→ MATERIAL TO PROCESS
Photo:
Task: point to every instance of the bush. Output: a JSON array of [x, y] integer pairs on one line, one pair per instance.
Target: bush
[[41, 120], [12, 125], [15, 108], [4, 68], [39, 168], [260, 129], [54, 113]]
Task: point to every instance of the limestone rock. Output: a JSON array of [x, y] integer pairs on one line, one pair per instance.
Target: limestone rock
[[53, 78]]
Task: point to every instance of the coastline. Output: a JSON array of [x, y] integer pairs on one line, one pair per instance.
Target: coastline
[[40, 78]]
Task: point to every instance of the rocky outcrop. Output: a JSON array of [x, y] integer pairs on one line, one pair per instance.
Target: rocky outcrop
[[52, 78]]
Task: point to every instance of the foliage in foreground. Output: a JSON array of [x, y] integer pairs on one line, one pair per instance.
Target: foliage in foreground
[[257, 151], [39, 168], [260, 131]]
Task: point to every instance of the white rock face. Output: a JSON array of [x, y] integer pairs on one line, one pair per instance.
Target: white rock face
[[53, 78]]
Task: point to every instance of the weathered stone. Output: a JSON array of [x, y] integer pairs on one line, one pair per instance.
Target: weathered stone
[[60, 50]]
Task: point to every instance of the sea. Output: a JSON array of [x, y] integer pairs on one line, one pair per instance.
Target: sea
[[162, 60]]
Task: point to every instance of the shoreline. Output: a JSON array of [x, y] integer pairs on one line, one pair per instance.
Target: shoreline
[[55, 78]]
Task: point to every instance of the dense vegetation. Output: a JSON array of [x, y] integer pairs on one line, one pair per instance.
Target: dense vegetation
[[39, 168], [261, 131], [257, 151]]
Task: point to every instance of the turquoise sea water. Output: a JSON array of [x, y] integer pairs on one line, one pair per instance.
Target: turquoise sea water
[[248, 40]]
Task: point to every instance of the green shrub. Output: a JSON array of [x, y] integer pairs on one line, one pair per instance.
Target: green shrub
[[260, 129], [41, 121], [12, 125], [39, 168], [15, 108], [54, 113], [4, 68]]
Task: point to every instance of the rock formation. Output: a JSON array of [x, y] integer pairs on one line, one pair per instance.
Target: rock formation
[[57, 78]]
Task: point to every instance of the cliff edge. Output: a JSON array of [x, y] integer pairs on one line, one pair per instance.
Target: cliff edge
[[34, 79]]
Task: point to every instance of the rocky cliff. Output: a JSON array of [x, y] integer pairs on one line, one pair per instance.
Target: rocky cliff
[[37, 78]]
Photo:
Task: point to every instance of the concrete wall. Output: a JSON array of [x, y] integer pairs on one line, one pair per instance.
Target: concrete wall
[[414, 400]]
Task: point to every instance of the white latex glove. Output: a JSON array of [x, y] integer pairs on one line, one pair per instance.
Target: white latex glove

→ PROBLEM REQUIREMENTS
Please quote every record above exactly as it appears.

→ WRITTEN ANSWER
Photo:
Task: point to every instance of the bush. Output: a JSON array of [x, y] integer pairs on one line, one pair per instance.
Target: bush
[[41, 120], [12, 125], [15, 108], [4, 68], [39, 168], [260, 129], [54, 113]]
Task: point to every instance of the limestone rock. Output: a JSON array of [x, y] integer pairs on one line, one pair per instance.
Target: limestone rock
[[53, 78]]
Task: point to every instance of the coastline. Output: a JSON array of [x, y] integer pairs on one line, one pair per instance.
Target: coastline
[[40, 78]]
Task: point to every instance of the rocky outcrop. Output: a JSON array of [x, y] integer pairs on one line, one pair per instance.
Target: rocky outcrop
[[52, 78]]
Task: point to every instance of the foliage in foreground. Output: a JSON array of [x, y] integer pairs on one line, one pair per instance.
Target: foliage in foreground
[[257, 151], [39, 168], [260, 131]]
Task: point to every instance of the white rock face. Output: a JSON array of [x, y] integer pairs on one line, one pair per instance.
Target: white rock face
[[53, 78]]
Task: point to every instance of the weathered stone. Output: a JSON array of [x, y] integer pairs on one line, one pair per instance.
Target: weathered stone
[[60, 50]]
Task: point to every instance of the sea. Output: a JSON array of [x, y] integer pairs on one line, one pair per instance.
Target: sea
[[162, 60]]
Task: point to every instance of the shoreline. Output: a JSON array of [x, y] integer pairs on one line, one pair per instance.
Target: shoreline
[[55, 78]]
Task: point to every instance of the dense vegetation. Output: a JSON array of [x, y] integer pairs on one line, one pair per instance.
Target: dense vegetation
[[39, 168], [261, 131], [257, 151]]
Task: point to every instance of the turquoise sea water. Output: a JSON array of [x, y] integer pairs on one line, one pair per instance.
Target: turquoise sea water
[[248, 40]]
Task: point to every instance of the green shrub. Output: a JSON array of [x, y] integer pairs on one line, one pair per instance.
Target: green shrub
[[260, 129], [41, 121], [12, 125], [39, 168], [15, 108], [54, 113], [4, 68]]
Task: point to every instance of the rock formation. Output: a JSON array of [x, y] integer pairs on one line, one pair per instance.
Target: rock formation
[[57, 78]]
Task: point to every instance of the cliff edge. Output: a JSON array of [x, y] integer pairs on one line, one pair per instance.
Target: cliff edge
[[34, 79]]
Task: point to every instance of the rocky cliff. Output: a JSON array of [x, y] integer pairs on one line, one pair per instance.
Target: rocky cliff
[[37, 78]]
Photo:
Task: point to every instance of the concrete wall. Output: a JSON array of [x, y] integer pairs on one line, one pair per instance.
Target: concrete wall
[[414, 400]]
Task: point to every instance of the white latex glove. Output: a JSON array of [x, y] integer pairs on one line, one pair per instance.
Target: white latex glove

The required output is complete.